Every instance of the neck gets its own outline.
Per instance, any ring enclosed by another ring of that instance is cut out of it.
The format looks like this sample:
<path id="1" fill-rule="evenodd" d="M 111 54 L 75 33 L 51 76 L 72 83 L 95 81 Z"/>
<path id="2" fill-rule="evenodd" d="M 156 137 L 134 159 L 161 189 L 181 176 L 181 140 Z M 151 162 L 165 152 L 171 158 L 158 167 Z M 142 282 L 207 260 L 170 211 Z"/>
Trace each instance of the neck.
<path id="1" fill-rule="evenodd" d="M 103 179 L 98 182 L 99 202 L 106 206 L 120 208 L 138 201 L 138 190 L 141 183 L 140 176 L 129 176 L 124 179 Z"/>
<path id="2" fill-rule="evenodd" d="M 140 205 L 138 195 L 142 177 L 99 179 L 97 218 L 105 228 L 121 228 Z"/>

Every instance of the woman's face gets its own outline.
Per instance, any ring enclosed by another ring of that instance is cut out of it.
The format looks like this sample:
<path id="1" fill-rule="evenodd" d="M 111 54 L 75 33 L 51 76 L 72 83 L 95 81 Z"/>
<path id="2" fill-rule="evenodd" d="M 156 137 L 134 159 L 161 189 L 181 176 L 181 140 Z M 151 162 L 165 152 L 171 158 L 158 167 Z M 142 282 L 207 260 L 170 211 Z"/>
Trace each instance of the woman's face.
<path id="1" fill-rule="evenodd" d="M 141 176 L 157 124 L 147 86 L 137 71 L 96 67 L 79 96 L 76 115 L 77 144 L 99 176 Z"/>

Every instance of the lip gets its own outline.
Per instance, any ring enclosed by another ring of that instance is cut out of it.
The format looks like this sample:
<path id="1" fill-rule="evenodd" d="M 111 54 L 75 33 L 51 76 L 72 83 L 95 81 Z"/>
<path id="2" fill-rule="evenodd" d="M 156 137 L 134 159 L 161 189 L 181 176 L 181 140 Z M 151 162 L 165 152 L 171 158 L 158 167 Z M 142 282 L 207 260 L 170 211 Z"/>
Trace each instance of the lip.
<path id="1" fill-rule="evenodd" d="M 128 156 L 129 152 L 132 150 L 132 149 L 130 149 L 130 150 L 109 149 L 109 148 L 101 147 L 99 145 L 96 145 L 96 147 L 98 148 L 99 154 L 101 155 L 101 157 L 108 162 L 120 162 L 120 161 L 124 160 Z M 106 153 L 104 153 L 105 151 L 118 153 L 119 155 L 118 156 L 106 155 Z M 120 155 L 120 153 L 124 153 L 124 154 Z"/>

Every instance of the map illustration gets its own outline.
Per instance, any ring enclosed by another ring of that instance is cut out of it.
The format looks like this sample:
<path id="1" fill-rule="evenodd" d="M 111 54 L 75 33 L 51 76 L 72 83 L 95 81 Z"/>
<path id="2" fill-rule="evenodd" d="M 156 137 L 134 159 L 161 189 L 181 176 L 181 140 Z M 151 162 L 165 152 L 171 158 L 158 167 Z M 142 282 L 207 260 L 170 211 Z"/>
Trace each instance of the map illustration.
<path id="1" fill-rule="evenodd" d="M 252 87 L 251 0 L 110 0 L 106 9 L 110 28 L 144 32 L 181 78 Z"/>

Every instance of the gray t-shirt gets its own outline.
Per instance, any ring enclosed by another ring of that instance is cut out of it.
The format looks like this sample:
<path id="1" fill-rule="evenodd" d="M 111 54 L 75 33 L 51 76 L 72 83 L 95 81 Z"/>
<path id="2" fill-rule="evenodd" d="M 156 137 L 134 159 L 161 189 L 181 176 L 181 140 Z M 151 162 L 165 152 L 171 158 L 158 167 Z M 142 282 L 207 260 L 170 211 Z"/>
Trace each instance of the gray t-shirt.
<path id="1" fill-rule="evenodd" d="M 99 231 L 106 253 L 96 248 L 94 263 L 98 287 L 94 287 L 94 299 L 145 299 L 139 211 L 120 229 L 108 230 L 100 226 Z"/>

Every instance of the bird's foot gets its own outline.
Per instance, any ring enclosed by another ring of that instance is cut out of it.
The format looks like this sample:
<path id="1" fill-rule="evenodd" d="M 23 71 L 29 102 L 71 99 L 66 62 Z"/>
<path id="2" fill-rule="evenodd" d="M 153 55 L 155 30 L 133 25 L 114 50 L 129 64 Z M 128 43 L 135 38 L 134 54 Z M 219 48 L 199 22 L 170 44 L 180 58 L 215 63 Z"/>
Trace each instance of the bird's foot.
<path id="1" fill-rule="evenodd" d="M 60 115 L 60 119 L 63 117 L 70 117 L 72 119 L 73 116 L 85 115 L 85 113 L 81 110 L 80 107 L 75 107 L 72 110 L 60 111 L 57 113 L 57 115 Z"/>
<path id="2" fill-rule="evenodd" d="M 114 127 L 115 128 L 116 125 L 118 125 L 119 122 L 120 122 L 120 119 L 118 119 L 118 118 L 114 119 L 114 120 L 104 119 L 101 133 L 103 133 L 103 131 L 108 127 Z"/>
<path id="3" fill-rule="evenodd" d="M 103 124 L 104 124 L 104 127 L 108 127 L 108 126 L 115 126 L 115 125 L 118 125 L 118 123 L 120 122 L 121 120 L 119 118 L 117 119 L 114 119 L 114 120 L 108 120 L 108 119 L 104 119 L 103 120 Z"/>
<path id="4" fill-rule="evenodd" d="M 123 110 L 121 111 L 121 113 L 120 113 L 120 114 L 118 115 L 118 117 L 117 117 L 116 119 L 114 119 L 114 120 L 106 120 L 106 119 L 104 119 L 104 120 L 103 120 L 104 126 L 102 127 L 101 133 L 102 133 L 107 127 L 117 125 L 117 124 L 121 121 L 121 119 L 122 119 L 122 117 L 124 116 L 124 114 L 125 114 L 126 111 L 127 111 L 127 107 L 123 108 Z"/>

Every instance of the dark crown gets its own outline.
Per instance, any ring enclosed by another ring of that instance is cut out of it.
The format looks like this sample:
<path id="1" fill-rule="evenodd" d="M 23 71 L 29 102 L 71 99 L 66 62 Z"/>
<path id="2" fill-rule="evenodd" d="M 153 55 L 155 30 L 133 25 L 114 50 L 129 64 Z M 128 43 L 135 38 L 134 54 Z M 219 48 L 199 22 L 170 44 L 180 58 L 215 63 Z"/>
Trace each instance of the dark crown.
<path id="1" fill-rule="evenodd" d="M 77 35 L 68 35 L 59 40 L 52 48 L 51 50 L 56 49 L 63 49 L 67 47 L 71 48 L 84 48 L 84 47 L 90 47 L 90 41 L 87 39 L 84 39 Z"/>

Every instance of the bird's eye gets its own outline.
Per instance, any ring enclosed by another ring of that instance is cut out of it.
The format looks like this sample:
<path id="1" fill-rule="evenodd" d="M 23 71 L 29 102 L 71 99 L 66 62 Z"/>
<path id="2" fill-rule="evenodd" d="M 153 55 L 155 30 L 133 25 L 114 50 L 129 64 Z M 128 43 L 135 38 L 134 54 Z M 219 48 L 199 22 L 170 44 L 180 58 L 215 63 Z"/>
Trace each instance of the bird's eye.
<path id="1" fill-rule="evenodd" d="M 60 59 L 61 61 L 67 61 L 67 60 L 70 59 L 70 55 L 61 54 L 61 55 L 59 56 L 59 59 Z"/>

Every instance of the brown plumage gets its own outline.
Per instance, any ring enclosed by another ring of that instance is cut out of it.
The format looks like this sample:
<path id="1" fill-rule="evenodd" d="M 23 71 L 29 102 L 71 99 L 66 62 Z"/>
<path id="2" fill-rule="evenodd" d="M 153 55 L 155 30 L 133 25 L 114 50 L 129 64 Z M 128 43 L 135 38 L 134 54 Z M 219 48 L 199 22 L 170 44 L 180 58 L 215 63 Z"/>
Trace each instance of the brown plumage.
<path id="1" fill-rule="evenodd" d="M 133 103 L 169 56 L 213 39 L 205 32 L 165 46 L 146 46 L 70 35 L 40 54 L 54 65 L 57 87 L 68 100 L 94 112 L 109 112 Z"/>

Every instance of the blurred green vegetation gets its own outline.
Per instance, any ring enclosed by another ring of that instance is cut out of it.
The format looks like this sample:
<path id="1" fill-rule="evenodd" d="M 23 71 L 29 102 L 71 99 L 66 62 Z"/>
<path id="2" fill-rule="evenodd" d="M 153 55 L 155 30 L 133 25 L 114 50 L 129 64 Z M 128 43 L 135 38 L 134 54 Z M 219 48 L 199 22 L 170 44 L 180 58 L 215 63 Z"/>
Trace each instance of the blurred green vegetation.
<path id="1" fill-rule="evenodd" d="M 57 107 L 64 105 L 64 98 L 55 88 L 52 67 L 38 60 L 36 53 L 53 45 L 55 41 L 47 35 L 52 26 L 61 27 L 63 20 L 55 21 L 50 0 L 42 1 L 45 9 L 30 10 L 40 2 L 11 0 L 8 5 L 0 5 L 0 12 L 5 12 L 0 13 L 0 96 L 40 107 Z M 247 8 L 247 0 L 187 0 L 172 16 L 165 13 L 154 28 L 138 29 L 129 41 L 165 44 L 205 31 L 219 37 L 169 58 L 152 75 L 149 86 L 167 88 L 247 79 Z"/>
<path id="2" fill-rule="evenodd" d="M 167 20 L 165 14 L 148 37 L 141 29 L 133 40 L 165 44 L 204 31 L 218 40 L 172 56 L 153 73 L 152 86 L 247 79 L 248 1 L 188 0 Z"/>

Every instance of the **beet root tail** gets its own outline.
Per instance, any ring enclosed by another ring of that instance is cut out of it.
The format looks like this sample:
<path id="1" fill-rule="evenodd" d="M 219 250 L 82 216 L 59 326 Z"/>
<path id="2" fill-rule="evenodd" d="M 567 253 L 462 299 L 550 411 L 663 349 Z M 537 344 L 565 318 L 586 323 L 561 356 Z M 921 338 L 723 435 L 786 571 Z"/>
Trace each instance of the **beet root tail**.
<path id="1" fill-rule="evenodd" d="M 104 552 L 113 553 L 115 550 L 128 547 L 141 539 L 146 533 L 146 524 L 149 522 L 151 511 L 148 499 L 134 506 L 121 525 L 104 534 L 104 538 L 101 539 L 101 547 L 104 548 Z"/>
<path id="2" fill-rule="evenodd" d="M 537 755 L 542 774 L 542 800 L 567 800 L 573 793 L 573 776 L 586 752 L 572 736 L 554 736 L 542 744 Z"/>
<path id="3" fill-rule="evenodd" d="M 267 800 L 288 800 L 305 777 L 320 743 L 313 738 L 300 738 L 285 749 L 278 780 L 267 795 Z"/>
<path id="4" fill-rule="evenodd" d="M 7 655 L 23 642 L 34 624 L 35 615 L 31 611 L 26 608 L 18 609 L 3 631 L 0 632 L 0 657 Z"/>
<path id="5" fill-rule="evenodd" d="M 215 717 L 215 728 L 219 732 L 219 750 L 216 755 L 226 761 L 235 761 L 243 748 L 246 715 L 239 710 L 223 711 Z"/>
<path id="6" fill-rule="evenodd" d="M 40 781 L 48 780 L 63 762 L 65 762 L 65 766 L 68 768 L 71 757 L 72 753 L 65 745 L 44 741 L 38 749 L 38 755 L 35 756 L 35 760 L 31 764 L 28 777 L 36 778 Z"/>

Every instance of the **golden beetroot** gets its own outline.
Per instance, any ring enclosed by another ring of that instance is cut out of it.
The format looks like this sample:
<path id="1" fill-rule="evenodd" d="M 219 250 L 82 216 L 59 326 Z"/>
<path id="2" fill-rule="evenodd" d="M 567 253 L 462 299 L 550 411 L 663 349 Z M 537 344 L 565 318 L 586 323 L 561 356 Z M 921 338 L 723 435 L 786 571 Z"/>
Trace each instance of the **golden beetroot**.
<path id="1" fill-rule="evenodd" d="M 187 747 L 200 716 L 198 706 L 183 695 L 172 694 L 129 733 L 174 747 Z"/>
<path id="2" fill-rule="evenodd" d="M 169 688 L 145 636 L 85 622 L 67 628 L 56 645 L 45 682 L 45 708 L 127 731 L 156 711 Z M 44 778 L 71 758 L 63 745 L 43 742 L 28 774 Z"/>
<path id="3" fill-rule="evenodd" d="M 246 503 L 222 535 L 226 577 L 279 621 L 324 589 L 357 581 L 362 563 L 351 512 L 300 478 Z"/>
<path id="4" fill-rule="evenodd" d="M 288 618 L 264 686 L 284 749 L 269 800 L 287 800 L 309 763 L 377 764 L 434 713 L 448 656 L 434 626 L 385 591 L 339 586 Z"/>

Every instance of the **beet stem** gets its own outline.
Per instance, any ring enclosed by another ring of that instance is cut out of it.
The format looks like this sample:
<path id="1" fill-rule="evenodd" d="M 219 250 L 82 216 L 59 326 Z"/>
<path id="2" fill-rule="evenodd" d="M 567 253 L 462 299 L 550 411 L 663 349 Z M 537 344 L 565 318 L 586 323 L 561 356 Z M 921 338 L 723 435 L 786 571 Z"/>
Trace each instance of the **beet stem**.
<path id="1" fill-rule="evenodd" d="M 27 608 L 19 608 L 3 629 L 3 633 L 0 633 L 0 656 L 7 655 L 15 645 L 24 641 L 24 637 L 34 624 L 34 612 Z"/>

_WHAT TO DO_:
Please return the lines above exactly, from the first one down to the line with "Every instance of the lip", and stop after that line.

_RESPONSE TO THIS EXERCISE_:
Every instance of the neck gets its own outline.
Per instance, any ring enclosed by another ring of that instance is cut out of it.
The format looks like this sample:
<path id="1" fill-rule="evenodd" d="M 111 54 L 75 33 L 51 76 L 72 83 L 95 81 Z"/>
<path id="2" fill-rule="evenodd" d="M 156 137 L 134 159 L 161 189 L 181 176 L 181 140 Z M 151 162 L 165 152 L 171 158 L 158 167 Z M 142 282 L 207 260 L 170 211 Z"/>
Trace each instance of the neck.
<path id="1" fill-rule="evenodd" d="M 103 179 L 98 182 L 99 202 L 106 206 L 120 208 L 138 201 L 138 190 L 141 183 L 140 176 L 129 176 L 124 179 Z"/>
<path id="2" fill-rule="evenodd" d="M 140 205 L 138 195 L 142 177 L 99 179 L 97 218 L 105 228 L 121 228 Z"/>

Every instance of the woman's face gets its own outline.
Per instance, any ring enclosed by another ring of that instance is cut out of it.
The format looks like this sample:
<path id="1" fill-rule="evenodd" d="M 111 54 L 75 33 L 51 76 L 72 83 L 95 81 Z"/>
<path id="2" fill-rule="evenodd" d="M 156 137 L 134 159 L 161 189 L 181 176 L 181 140 Z M 151 162 L 165 152 L 171 158 L 158 167 Z M 142 282 L 207 260 L 170 211 Z"/>
Trace each instance of the woman's face.
<path id="1" fill-rule="evenodd" d="M 141 176 L 157 124 L 147 86 L 137 71 L 96 67 L 79 96 L 76 115 L 77 144 L 99 176 Z"/>

Every instance of the lip gets its own outline.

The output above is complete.